**INPUT RECORDS:**
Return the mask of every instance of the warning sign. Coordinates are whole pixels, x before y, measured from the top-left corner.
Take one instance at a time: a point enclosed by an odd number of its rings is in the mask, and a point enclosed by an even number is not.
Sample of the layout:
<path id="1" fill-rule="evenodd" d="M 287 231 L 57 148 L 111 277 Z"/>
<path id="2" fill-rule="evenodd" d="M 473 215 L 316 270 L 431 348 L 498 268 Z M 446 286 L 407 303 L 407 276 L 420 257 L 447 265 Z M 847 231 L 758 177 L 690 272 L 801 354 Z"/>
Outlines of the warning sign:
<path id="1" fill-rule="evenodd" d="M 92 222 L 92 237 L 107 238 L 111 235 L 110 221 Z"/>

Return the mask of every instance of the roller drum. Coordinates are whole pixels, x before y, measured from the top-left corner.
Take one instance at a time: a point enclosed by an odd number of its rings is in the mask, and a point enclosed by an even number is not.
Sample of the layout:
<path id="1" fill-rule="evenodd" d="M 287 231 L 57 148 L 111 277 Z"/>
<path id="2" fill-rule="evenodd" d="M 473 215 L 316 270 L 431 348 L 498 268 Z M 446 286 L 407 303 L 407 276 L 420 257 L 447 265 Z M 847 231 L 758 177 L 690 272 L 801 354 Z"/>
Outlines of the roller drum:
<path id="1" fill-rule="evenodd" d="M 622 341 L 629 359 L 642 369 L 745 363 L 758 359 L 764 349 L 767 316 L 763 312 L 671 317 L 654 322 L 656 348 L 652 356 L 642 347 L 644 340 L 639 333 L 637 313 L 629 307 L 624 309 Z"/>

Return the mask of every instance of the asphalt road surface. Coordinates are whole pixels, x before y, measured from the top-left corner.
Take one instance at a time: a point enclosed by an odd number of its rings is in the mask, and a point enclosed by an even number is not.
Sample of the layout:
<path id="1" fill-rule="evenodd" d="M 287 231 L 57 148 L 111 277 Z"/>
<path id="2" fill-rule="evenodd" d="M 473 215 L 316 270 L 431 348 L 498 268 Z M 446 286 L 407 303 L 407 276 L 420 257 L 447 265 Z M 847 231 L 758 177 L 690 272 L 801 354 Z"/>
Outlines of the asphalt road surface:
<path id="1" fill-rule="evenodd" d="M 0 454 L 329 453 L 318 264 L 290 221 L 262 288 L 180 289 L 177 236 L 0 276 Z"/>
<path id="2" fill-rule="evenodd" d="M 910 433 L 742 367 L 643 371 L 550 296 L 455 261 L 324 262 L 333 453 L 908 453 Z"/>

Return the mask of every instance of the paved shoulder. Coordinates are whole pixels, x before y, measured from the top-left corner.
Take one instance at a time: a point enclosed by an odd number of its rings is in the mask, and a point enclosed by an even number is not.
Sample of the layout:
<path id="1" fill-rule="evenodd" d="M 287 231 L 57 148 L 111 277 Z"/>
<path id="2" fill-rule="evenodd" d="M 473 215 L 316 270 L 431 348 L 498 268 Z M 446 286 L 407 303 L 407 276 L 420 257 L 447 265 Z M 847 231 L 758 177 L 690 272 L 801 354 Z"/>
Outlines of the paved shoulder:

**TASK REQUIREMENTS:** Copy out every line of the items above without changing anything, from the first line to the last.

**FINAL RESULT:**
Return the mask of every instance of the warning sign. Coordinates are whole pixels, x before y, measured from the top-left corner.
Take one instance at a time: a point enclosed by an odd number of its rings is in the mask, and a point enclosed by an even number is not.
Sample of the layout:
<path id="1" fill-rule="evenodd" d="M 287 231 L 57 148 L 111 277 Z"/>
<path id="2" fill-rule="evenodd" d="M 473 215 L 316 270 L 431 348 L 498 268 Z M 446 286 L 407 303 L 407 276 L 420 257 L 447 265 Z M 847 231 L 758 177 L 690 272 L 801 354 Z"/>
Outlines of the warning sign:
<path id="1" fill-rule="evenodd" d="M 92 222 L 92 237 L 107 238 L 111 235 L 110 221 Z"/>

Return the mask of every instance of the roller drum. Coordinates are whole pixels, x before y, measured from the top-left corner.
Take one instance at a time: a point enclosed by an odd number of its rings is in the mask, and a point enclosed by an even number is not.
Sample of the layout:
<path id="1" fill-rule="evenodd" d="M 287 231 L 57 148 L 111 277 Z"/>
<path id="2" fill-rule="evenodd" d="M 473 215 L 316 270 L 431 348 L 498 268 Z M 446 286 L 407 303 L 407 276 L 420 257 L 447 265 Z M 847 231 L 758 177 L 690 272 L 801 354 Z"/>
Outlines of the roller drum:
<path id="1" fill-rule="evenodd" d="M 622 341 L 629 359 L 642 369 L 745 363 L 758 359 L 764 349 L 767 316 L 763 312 L 671 317 L 654 322 L 656 348 L 652 356 L 642 347 L 644 340 L 639 333 L 637 313 L 629 307 L 624 309 Z"/>

Return the mask of every instance of the asphalt road surface. Coordinates are whole pixels, x before y, measured from the top-left corner.
Take one instance at a time: a point enclosed by an odd number of its rings is in the mask, and a point enclosed by an even number is not.
Sample of the layout:
<path id="1" fill-rule="evenodd" d="M 287 231 L 57 148 L 111 277 Z"/>
<path id="2" fill-rule="evenodd" d="M 473 215 L 316 270 L 431 348 L 498 268 Z M 446 286 L 407 303 L 407 276 L 420 257 L 447 265 Z M 847 231 L 758 177 L 690 272 L 801 354 Z"/>
Outlines of the asphalt road surface:
<path id="1" fill-rule="evenodd" d="M 0 454 L 329 453 L 318 264 L 290 221 L 262 288 L 180 289 L 177 236 L 0 276 Z"/>
<path id="2" fill-rule="evenodd" d="M 910 433 L 742 367 L 643 371 L 550 296 L 455 261 L 324 262 L 333 453 L 908 453 Z"/>

Return the mask of every instance of the paved shoulder. Coordinates are whole pixels, x before y, measured from the top-left corner.
Take one instance at a time: a point enclosed by an odd number of its rings is in the mask, and a point enclosed by an even number is not.
Sample of the layout:
<path id="1" fill-rule="evenodd" d="M 287 231 L 57 148 L 111 277 Z"/>
<path id="2" fill-rule="evenodd" d="M 473 215 L 316 270 L 431 348 L 498 268 Z M 446 286 L 407 303 L 407 276 L 420 257 L 447 265 Z M 847 231 L 758 177 L 690 272 L 801 354 Z"/>
Outlines of the paved shoulder:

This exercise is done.